> GIVEN INSTRUCTION:
Reproduce each of the following records word for word, line by line, with nothing changed.

> RECORDS:
(begin)
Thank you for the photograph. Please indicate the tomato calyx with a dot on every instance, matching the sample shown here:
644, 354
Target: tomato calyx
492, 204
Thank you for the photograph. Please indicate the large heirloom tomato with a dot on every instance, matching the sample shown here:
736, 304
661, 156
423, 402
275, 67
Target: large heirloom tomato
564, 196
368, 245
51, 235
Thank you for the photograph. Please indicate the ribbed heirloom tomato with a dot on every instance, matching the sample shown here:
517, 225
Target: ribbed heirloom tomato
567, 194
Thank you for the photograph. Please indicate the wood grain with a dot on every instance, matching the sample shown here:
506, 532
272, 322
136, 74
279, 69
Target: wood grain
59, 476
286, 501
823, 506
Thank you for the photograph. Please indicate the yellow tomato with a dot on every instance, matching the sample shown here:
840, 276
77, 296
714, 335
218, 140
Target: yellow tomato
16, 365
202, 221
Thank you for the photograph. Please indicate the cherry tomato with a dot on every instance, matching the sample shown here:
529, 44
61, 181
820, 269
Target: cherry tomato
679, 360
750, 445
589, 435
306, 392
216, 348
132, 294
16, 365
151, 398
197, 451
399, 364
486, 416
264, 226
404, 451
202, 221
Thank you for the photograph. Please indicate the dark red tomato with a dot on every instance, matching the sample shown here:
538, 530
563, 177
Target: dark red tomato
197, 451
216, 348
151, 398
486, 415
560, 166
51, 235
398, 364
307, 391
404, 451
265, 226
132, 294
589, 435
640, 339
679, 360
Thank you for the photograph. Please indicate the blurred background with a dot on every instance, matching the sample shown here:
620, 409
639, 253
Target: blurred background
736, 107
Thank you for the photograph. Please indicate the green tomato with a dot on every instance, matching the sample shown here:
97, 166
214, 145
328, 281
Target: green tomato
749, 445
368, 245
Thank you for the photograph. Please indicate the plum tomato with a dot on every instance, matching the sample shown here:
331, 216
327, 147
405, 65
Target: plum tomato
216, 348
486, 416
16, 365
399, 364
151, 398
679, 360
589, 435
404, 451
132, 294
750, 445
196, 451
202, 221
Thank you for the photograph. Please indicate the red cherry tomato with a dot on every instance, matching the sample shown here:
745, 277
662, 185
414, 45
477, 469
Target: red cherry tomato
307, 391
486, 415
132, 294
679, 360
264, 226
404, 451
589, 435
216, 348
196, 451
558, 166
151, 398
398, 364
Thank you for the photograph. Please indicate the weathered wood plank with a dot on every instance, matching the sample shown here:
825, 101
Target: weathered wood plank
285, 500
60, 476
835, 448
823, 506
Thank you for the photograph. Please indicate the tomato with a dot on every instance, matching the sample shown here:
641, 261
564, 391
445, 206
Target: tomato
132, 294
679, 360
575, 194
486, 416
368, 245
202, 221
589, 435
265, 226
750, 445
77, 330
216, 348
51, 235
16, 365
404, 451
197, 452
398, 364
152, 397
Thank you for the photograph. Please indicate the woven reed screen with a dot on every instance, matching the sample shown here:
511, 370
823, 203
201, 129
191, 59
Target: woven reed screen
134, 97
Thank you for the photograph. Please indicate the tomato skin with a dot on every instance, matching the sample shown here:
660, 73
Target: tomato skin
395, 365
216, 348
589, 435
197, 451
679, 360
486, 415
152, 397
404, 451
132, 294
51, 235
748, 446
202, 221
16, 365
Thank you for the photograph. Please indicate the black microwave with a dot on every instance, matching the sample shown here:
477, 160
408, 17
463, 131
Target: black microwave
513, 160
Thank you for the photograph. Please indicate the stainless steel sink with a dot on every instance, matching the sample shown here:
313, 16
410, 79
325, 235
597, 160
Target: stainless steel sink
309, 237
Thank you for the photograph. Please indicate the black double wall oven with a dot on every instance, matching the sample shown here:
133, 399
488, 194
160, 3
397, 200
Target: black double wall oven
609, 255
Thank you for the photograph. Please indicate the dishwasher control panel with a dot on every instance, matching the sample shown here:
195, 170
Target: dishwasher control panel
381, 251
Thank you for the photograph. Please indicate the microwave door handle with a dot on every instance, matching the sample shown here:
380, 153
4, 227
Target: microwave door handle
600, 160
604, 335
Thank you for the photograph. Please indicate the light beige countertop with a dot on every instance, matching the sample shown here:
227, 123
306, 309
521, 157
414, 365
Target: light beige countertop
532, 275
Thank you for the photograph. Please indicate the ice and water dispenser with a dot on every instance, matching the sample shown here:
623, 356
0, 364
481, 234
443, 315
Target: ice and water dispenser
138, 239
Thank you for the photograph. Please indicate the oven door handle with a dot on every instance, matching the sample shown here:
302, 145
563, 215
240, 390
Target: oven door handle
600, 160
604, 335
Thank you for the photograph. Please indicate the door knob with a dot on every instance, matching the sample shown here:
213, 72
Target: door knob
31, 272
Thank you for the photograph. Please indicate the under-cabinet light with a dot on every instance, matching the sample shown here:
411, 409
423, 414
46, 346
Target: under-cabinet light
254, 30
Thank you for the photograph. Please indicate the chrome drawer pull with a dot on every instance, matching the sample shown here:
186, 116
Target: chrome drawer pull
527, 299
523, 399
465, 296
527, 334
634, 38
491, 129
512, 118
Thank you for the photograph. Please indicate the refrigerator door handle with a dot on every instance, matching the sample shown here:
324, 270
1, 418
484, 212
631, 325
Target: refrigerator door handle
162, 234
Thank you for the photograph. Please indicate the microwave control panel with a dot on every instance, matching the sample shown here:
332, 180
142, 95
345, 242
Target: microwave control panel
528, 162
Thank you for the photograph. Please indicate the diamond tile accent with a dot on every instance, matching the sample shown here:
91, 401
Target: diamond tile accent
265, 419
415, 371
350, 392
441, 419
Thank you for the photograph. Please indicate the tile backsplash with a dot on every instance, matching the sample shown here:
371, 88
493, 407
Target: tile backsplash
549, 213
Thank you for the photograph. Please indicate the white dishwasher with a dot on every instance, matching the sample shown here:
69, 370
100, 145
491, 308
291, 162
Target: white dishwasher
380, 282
(end)
> EXERCISE RESULT:
Thank you for the photograph. Please indicate the tomato calyx with a dot on every instance, matching the sample shown here:
644, 354
Target: tomato calyx
492, 204
Thank you for the photograph. Please indicate the large heirloom tomato with a dot on every instance, matching the sample shown here:
736, 304
661, 156
423, 402
275, 67
Target: large heirloom tomato
564, 196
368, 245
51, 235
Thank you for the photograph. Please indicate the ribbed heirloom tomato with a dot on every instance, matching the sample shown here:
517, 225
Target: ribbed heirloom tomato
567, 194
Thank you for the photograph. Please indicate the wood grain with a dot on every instance, matching the sample shown here:
506, 532
272, 322
136, 74
279, 69
Target: wood grain
59, 476
286, 501
823, 506
Thank you for the photograph. Please indicate the yellow tomato with a dot on every instance, matching the sample shown here:
840, 276
77, 296
714, 335
218, 140
Target: yellow tomato
16, 365
202, 221
Thank you for the photograph. Please indicate the cherry tomato with a dot on every instance, matching the sample shown here:
529, 44
61, 181
820, 269
Target: cherry tomato
679, 360
750, 445
589, 435
306, 392
216, 348
132, 294
16, 365
151, 398
197, 451
399, 364
486, 416
264, 226
404, 451
202, 221
Thank you for the photograph. Please indicate the dark red tomato with a dot on every instance, matching the sample shown here:
538, 530
563, 177
Target: dark red tomato
197, 451
216, 348
151, 398
486, 415
560, 166
51, 235
398, 364
307, 391
404, 451
265, 226
132, 294
589, 435
640, 339
679, 360
Thank you for the photograph. Please indicate the blurred background with a dot on every instance, matching the sample shown here:
620, 409
639, 253
Target: blurred background
736, 107
Thank you for the photograph. Please indicate the green tomato with a dot on every instance, matching the sample shown here:
97, 166
214, 145
328, 281
Target: green tomato
749, 445
368, 245
Thank you for the photograph. Please indicate the plum tomato with a dot on every instance, matching the sample shown here:
331, 216
327, 147
405, 65
Target: plum tomato
216, 348
486, 416
16, 365
399, 364
151, 398
679, 360
589, 435
404, 451
132, 294
750, 445
196, 451
202, 221
Thank you for the photograph. Please indicate the red cherry tomato with a dot on every instance, matching the sample shown here:
745, 277
662, 185
414, 45
477, 469
Target: red cherry tomato
307, 391
486, 415
132, 294
679, 360
264, 226
404, 451
589, 435
216, 348
196, 451
558, 166
151, 398
398, 364
Thank you for the photograph. Please indicate the weathered wood plank with a dot on every instance, matching the sample shown here:
825, 101
Target: weathered wood plank
285, 500
60, 476
835, 448
823, 506
Thank you for the photograph. Please indicate the tomato with a dot on every instance, matching the sample shown here:
641, 261
564, 391
445, 206
Target: tomato
132, 294
679, 360
575, 194
486, 416
368, 245
202, 221
589, 435
265, 226
750, 445
77, 330
216, 348
51, 235
16, 365
404, 451
197, 452
398, 364
152, 397
Thank you for the photograph. Please indicate the woven reed screen with a dot on every instance, matching the sample shown here:
511, 370
823, 203
201, 129
191, 59
Target: woven reed screen
134, 97
Thank you for the photograph. Please indicate the tomato skin with a dot on every instance, matching the sample shown here:
660, 73
Target: tomato skin
395, 365
216, 348
589, 435
197, 451
679, 360
486, 415
152, 397
404, 451
132, 294
51, 235
748, 446
202, 221
16, 365
Thank you for the photograph. Please indicate the black microwave with a dot on every instance, matching the sample shown here:
477, 160
408, 17
463, 131
Target: black microwave
513, 160
Thank you for the photograph. Please indicate the stainless steel sink with a dot on every instance, matching the sample shown here:
313, 16
410, 79
325, 235
597, 160
Target: stainless steel sink
309, 237
Thank you for the photograph. Please indicate the black double wall oven with a dot on every instance, matching the sample shown here:
133, 399
488, 194
160, 3
397, 200
Target: black double wall oven
609, 255
Thank you for the photograph. Please indicate the dishwasher control panel with a dot on every instance, matching the sample shown here:
195, 170
Target: dishwasher control panel
381, 251
Thank you for the photograph. Please indicate the microwave door handle with a dot on every instance, matching the sample shown here:
380, 153
4, 227
Target: microwave door handle
600, 160
604, 335
Thank you for the photograph. Please indicate the light beige countertop with a dot on every instance, matching the sample shown here:
227, 123
306, 309
521, 157
414, 365
Target: light beige countertop
532, 275
Thank you for the photograph. Please indicate the ice and water dispenser with a dot on every instance, matching the sample shown here:
623, 356
0, 364
481, 234
443, 315
Target: ice and water dispenser
138, 239
Thank you for the photograph. Please indicate the oven door handle with a dot on every instance, matching the sample shown here:
302, 145
563, 215
240, 390
Target: oven door handle
600, 160
604, 335
Thank you for the photograph. Please indicate the door knob with a dot on every instance, matching the sample shown here:
213, 72
Target: door knob
31, 272
Thank you for the photograph. Please indicate the under-cabinet light with a dot on every instance, matching the sample shown here:
411, 409
423, 414
46, 346
Target: under-cabinet light
254, 30
Thank you for the photograph. Please indicate the chrome drawer pull with a dot on every instance, matching the sample shown here:
186, 116
Target: chrome drawer pull
527, 299
523, 399
465, 296
527, 334
634, 38
491, 129
512, 118
Thank you for the photograph. Please indicate the refrigerator door handle with a dot on every instance, matching the sample shown here:
324, 270
1, 418
484, 212
631, 325
Target: refrigerator door handle
162, 234
Thank you for the photograph. Please indicate the microwave control panel with a dot on every instance, matching the sample shown here:
332, 180
142, 95
345, 242
Target: microwave control panel
528, 162
Thank you for the photograph. Please indicate the diamond tile accent with a dot on every instance, matching the sample shown here:
91, 401
Target: diamond tile accent
265, 419
415, 371
350, 392
441, 419
Thank you for the photograph. Please indicate the tile backsplash with a dot on every instance, matching the sample shown here:
371, 88
493, 407
Target: tile backsplash
549, 213
Thank you for the photograph. Please indicate the white dishwasher with a dot on every instance, matching the sample shown here:
69, 370
100, 145
491, 308
291, 162
Target: white dishwasher
380, 282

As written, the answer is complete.